Every single record below is to be reproduced exactly.
*-*-*
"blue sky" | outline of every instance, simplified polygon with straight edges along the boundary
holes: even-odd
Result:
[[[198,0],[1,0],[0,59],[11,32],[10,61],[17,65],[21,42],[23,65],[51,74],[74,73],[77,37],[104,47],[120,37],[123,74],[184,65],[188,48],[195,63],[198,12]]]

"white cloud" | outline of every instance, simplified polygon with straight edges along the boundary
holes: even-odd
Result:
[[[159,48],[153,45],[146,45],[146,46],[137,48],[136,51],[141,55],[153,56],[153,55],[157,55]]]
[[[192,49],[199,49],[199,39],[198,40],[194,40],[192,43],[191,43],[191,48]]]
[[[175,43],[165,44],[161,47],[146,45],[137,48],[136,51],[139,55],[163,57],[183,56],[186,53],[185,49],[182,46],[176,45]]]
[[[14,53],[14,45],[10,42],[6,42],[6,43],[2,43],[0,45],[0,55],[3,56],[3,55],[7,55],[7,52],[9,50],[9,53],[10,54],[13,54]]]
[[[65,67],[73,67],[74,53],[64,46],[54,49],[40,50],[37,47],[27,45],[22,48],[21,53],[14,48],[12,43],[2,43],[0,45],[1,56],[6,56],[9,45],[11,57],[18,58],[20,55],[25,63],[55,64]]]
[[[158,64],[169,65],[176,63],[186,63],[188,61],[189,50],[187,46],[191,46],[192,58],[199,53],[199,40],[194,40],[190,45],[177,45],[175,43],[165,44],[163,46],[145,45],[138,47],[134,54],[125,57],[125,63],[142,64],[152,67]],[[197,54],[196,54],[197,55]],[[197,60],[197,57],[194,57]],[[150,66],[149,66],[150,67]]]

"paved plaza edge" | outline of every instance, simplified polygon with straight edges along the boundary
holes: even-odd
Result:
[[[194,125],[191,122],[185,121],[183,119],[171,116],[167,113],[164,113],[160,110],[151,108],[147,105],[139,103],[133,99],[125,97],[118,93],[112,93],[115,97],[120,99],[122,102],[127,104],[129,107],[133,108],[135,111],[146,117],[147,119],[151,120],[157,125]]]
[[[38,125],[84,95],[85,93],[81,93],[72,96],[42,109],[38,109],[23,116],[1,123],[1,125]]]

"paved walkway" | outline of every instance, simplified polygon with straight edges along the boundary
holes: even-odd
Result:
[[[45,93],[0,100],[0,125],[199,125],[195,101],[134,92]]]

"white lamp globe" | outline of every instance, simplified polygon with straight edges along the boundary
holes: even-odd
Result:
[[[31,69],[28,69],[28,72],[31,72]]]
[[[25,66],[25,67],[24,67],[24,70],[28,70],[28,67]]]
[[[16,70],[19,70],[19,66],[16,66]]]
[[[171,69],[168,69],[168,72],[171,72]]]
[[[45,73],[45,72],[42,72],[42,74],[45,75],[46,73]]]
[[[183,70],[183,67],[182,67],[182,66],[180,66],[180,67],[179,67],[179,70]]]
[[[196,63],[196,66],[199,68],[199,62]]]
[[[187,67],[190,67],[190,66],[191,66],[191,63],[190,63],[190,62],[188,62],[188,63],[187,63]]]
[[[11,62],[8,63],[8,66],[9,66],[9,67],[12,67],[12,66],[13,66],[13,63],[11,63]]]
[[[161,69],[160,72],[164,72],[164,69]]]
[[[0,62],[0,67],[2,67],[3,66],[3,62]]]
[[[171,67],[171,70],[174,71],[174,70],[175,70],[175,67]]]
*-*-*
= The answer =
"blue sky" | outline of every instance, simplified polygon with straight edges along the boundary
holes: even-odd
Result:
[[[198,0],[1,0],[0,59],[11,32],[10,61],[17,65],[21,42],[23,65],[51,74],[74,73],[77,37],[104,47],[120,37],[123,74],[184,65],[188,48],[195,63],[198,12]]]

"white cloud" | outline of every instance, simplified polygon with straight edges along the boundary
holes: even-odd
Result:
[[[159,48],[153,45],[146,45],[146,46],[137,48],[136,51],[141,55],[153,56],[153,55],[157,55]]]
[[[192,49],[199,49],[199,39],[198,40],[194,40],[192,43],[191,43],[191,48]]]
[[[175,43],[165,44],[161,47],[146,45],[137,48],[136,51],[139,55],[163,57],[183,56],[186,53],[185,49],[182,46],[176,45]]]
[[[14,53],[14,45],[10,42],[6,42],[6,43],[2,43],[0,45],[0,55],[3,56],[3,55],[7,55],[7,52],[9,50],[9,53],[10,54],[13,54]]]
[[[65,67],[73,67],[74,53],[64,46],[54,49],[40,50],[37,47],[27,45],[22,48],[21,53],[14,48],[12,43],[2,43],[0,45],[1,56],[6,56],[9,45],[11,57],[18,58],[20,55],[25,63],[55,64]]]
[[[158,64],[169,65],[176,63],[186,63],[188,61],[189,50],[187,46],[191,46],[192,58],[199,53],[199,40],[194,40],[190,45],[177,45],[175,43],[165,44],[163,46],[145,45],[138,47],[134,54],[125,57],[125,63],[142,64],[152,67]],[[197,54],[196,54],[197,55]],[[197,60],[197,57],[194,57]],[[150,66],[149,66],[150,67]]]

"paved plaza edge" | outline of every instance, simplified polygon with straight edges along the boundary
holes: even-odd
Result:
[[[194,125],[191,122],[185,121],[183,119],[171,116],[167,113],[164,113],[160,110],[151,108],[147,105],[139,103],[133,99],[125,97],[118,93],[112,93],[115,97],[120,99],[122,102],[127,104],[129,107],[133,108],[135,111],[146,117],[147,119],[151,120],[157,125]]]
[[[38,125],[84,95],[85,93],[81,93],[72,96],[42,109],[38,109],[23,116],[1,123],[1,125]]]

"paved walkway" | outline of every instance, simplified polygon with straight edges along the boundary
holes: even-odd
Result:
[[[45,93],[0,100],[0,125],[199,125],[195,101],[134,92]]]

"white lamp globe" | outline of every instance, simplified polygon with straight edges along the boundary
holes: even-odd
Result:
[[[31,69],[28,69],[28,72],[31,72]]]
[[[25,66],[25,67],[24,67],[24,70],[28,70],[28,67]]]
[[[16,70],[19,70],[19,66],[16,66]]]
[[[171,69],[168,69],[168,72],[171,72]]]
[[[45,73],[45,72],[42,72],[42,74],[45,75],[46,73]]]
[[[183,70],[183,67],[182,67],[182,66],[180,66],[180,67],[179,67],[179,70]]]
[[[196,63],[196,66],[199,68],[199,62]]]
[[[187,67],[190,67],[190,66],[191,66],[191,63],[190,63],[190,62],[188,62],[188,63],[187,63]]]
[[[11,62],[8,63],[8,66],[9,66],[9,67],[12,67],[12,66],[13,66],[13,63],[11,63]]]
[[[161,69],[160,72],[164,72],[164,69]]]
[[[0,62],[0,67],[2,67],[3,66],[3,62]]]
[[[171,67],[171,70],[174,71],[174,70],[175,70],[175,67]]]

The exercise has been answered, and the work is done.